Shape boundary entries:
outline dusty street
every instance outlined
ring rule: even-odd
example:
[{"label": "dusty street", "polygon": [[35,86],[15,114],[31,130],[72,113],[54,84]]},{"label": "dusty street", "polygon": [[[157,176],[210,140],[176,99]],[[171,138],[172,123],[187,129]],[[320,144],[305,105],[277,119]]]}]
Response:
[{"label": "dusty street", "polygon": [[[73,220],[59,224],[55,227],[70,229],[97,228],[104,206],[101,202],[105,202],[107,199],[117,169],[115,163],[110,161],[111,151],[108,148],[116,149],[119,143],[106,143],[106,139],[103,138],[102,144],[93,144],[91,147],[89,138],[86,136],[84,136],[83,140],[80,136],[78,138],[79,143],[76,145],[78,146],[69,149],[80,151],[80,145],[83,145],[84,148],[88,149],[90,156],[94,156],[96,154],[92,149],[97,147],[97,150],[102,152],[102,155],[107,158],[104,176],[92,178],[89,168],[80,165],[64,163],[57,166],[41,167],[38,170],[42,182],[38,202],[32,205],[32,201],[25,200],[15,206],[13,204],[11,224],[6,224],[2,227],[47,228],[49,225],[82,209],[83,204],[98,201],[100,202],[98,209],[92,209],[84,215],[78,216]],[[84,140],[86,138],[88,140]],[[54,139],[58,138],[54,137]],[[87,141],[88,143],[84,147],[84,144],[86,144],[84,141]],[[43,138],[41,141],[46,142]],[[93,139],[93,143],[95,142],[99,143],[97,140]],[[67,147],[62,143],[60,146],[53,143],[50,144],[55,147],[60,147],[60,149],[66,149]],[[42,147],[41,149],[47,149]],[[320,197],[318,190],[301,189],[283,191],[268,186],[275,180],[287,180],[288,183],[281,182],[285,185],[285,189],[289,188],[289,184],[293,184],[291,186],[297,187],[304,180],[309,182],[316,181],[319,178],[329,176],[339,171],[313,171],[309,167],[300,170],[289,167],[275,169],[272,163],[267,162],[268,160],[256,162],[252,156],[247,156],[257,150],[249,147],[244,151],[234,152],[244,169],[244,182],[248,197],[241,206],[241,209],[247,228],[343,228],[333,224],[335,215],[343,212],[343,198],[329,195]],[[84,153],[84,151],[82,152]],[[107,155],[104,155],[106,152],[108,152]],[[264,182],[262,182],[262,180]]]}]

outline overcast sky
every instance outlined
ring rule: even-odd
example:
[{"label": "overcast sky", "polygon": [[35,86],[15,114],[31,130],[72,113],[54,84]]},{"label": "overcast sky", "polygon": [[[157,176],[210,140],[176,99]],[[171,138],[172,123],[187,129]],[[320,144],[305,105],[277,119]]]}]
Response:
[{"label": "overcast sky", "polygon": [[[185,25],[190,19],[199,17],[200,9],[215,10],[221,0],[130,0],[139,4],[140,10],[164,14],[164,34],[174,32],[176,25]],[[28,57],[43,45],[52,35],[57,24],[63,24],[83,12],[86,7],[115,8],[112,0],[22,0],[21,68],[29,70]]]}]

• _WHAT IS BEING ASKED_:
Revise the data above by replacing "ring rule" with "fill rule" wherever it occurs, leaving everything else unchanged.

• _TASK ANSWER_:
outline dusty street
every instance outlined
fill rule: even-odd
example:
[{"label": "dusty street", "polygon": [[35,86],[15,114],[31,130],[72,113],[54,84]]},{"label": "dusty street", "polygon": [[[157,176],[210,140],[176,99]],[[171,138],[172,123],[187,129]],[[320,144],[305,105],[277,119]]]}]
Response:
[{"label": "dusty street", "polygon": [[[73,220],[59,224],[55,227],[70,229],[97,228],[104,206],[101,202],[105,202],[107,199],[117,169],[115,163],[110,161],[111,151],[108,148],[116,149],[119,143],[106,143],[106,139],[103,138],[102,144],[93,144],[91,147],[89,138],[86,136],[84,136],[83,140],[80,136],[78,138],[79,143],[76,145],[78,146],[69,149],[80,151],[80,145],[83,145],[84,148],[88,149],[90,156],[94,156],[96,154],[92,149],[97,147],[97,150],[102,152],[102,155],[107,158],[104,176],[92,178],[89,168],[80,165],[64,163],[57,166],[41,167],[38,170],[42,182],[38,202],[32,205],[32,201],[25,200],[15,206],[13,204],[11,224],[6,224],[2,227],[47,228],[49,225],[82,209],[83,204],[98,201],[100,202],[98,209],[92,209],[84,215],[78,216]],[[84,140],[86,138],[88,140]],[[54,139],[58,138],[54,137]],[[87,141],[88,143],[84,147],[84,144],[86,144],[84,141]],[[43,138],[41,141],[46,142]],[[93,139],[93,143],[95,142],[99,143],[97,140]],[[67,147],[62,143],[60,146],[53,143],[50,144],[55,147],[60,147],[60,149],[66,149]],[[42,147],[41,149],[47,149]],[[320,197],[318,190],[301,189],[283,191],[268,186],[275,180],[287,180],[288,183],[281,182],[285,185],[285,189],[289,188],[289,184],[293,184],[291,186],[297,187],[304,180],[309,182],[316,181],[319,178],[329,176],[339,171],[313,171],[309,167],[300,170],[289,167],[275,169],[272,163],[267,162],[268,160],[256,162],[252,156],[247,156],[257,150],[249,147],[244,151],[234,152],[244,169],[244,182],[248,197],[241,206],[241,209],[247,228],[343,228],[333,224],[335,215],[343,212],[343,198],[329,195]],[[84,153],[84,151],[82,152]],[[107,155],[104,155],[106,152],[108,152]],[[264,182],[262,182],[262,180]]]}]

outline overcast sky
every instance outlined
fill rule: even-odd
example:
[{"label": "overcast sky", "polygon": [[35,86],[15,114],[31,130],[72,113],[54,84]]},{"label": "overcast sky", "polygon": [[[157,176],[210,140],[176,99]],[[171,138],[172,123],[187,129]],[[320,144],[305,105],[277,119]]]}]
Response:
[{"label": "overcast sky", "polygon": [[[185,25],[190,19],[199,17],[200,9],[215,10],[221,0],[130,0],[139,4],[140,10],[164,14],[164,34],[174,32],[176,25]],[[28,57],[43,45],[52,35],[57,24],[63,24],[83,12],[86,7],[115,8],[112,0],[22,0],[21,68],[29,70]]]}]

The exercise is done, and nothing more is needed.